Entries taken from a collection
= = = = =
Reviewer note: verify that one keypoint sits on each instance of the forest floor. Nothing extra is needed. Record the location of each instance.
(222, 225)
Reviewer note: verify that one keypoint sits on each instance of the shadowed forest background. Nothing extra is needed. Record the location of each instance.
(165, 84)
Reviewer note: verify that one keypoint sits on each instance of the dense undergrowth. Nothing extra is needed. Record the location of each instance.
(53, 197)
= = = = =
REQUEST: Retype the records word for word, from the line that contains "of the dense" through the end of the records, inclusive.

SOLUTION:
Reviewer note: verify that one keypoint sits on each instance of the dense undergrowth. Nothing extra is needed. Record the location of each instance.
(53, 197)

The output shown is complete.